───── Exercise data ─────

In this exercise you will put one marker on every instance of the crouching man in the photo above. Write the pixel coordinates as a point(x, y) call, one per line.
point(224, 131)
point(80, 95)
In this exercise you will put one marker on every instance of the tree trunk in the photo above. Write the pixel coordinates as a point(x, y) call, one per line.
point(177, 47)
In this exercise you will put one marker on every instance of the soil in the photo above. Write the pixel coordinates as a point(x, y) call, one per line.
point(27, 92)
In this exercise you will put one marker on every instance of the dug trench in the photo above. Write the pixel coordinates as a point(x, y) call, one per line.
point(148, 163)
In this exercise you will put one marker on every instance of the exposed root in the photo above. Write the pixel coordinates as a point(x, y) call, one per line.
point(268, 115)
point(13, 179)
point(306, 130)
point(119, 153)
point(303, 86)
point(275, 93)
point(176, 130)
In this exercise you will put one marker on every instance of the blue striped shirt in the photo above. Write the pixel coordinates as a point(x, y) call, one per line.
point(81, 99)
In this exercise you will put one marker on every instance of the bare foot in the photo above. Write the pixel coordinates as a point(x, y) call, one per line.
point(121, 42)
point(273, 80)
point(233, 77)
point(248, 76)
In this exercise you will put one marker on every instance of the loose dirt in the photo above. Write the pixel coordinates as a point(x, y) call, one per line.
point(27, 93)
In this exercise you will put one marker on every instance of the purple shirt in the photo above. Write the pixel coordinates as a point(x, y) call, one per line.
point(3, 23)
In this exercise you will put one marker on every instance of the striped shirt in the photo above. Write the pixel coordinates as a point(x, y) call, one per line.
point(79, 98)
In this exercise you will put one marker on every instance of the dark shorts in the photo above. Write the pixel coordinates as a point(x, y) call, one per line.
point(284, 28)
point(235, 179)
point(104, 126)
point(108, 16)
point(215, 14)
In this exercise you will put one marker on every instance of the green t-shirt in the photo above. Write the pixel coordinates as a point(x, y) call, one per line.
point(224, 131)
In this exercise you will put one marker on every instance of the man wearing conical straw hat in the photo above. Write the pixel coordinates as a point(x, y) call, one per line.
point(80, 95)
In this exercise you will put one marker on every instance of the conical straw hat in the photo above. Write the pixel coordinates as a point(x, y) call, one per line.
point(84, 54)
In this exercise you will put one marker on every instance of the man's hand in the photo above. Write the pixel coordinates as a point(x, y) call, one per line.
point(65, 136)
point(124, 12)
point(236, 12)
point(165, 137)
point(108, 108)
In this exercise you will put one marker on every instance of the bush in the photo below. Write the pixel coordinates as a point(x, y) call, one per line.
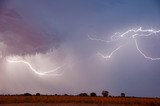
point(83, 94)
point(27, 94)
point(122, 94)
point(105, 93)
point(93, 94)
point(38, 94)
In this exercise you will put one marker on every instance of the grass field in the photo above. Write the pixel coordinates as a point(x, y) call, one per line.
point(76, 101)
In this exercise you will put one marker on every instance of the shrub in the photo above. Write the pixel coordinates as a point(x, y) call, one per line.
point(93, 94)
point(105, 93)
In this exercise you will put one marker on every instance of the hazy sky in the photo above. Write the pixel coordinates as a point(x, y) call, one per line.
point(54, 33)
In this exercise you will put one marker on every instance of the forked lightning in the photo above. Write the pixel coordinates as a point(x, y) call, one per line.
point(129, 34)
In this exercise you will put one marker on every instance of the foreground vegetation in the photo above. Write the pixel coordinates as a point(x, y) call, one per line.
point(81, 100)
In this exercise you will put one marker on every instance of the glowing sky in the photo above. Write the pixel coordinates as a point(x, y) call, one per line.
point(44, 47)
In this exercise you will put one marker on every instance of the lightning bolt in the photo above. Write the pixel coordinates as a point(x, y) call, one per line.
point(50, 72)
point(132, 33)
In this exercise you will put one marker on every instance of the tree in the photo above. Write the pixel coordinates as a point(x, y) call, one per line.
point(83, 94)
point(105, 93)
point(27, 94)
point(122, 94)
point(93, 94)
point(38, 94)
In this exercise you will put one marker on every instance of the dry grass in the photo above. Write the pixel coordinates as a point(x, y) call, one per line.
point(80, 100)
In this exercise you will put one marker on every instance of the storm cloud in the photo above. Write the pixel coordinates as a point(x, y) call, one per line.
point(50, 33)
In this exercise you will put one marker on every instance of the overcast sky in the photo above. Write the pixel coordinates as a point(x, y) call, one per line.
point(53, 33)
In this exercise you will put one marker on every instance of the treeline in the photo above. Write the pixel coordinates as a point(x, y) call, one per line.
point(92, 94)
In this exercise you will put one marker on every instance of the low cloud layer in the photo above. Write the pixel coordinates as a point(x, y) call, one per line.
point(51, 33)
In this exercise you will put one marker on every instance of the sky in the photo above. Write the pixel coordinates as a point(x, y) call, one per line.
point(45, 48)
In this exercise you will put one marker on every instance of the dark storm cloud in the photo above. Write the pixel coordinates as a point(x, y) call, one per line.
point(19, 37)
point(44, 23)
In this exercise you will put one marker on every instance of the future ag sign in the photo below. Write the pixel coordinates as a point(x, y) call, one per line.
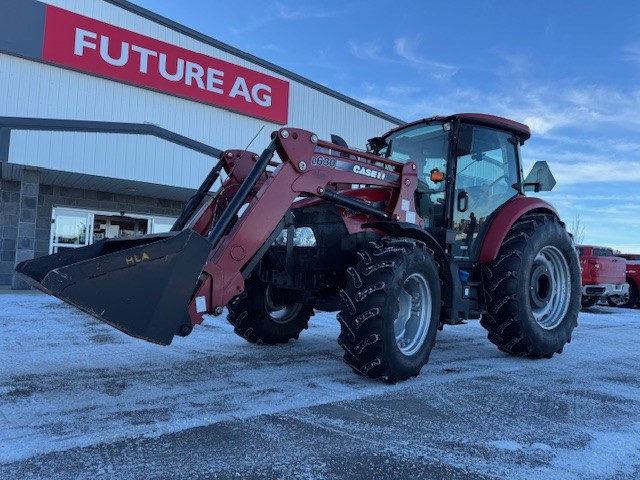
point(81, 43)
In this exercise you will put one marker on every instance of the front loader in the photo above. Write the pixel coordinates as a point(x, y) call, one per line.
point(429, 226)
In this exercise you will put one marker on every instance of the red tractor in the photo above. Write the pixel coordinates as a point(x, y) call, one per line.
point(430, 226)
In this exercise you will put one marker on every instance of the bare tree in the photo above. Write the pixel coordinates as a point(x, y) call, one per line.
point(576, 228)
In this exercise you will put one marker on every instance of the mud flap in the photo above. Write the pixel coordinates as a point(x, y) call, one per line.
point(139, 285)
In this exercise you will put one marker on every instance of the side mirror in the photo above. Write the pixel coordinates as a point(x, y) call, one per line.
point(540, 178)
point(465, 139)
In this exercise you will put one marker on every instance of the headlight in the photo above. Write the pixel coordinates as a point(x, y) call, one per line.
point(302, 237)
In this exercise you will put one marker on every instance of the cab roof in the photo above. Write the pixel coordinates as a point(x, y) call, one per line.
point(520, 130)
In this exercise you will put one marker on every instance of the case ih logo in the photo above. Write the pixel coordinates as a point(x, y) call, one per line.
point(369, 172)
point(92, 46)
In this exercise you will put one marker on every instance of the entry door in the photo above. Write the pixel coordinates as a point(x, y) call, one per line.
point(70, 229)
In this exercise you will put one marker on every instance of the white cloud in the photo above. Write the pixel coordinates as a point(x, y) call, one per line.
point(405, 49)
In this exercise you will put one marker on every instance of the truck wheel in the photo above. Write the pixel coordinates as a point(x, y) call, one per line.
point(626, 301)
point(533, 289)
point(391, 310)
point(259, 318)
point(587, 302)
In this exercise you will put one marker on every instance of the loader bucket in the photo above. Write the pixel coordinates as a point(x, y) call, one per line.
point(139, 285)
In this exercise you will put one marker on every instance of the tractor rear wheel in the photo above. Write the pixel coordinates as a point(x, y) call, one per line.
point(626, 301)
point(259, 317)
point(533, 289)
point(391, 310)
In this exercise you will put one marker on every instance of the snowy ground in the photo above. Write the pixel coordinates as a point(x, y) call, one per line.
point(79, 399)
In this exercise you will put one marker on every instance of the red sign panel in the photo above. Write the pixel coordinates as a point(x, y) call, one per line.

─────

• _Exercise directions_: In the material above, the line with "of the snowy" marks the start. Print it and every line after it through the last, exactly.

• _Result for this exercise_:
In this exercise you will put one marker on every instance of the snowy ground in the photo above. Write the pixel coordinates as a point(x, y) call, one per line.
point(79, 399)
In this exercise you will put one marker on every instance of the red sign panel in the photo above. Write the pixel coordinates as a point(x, y) call, one per line.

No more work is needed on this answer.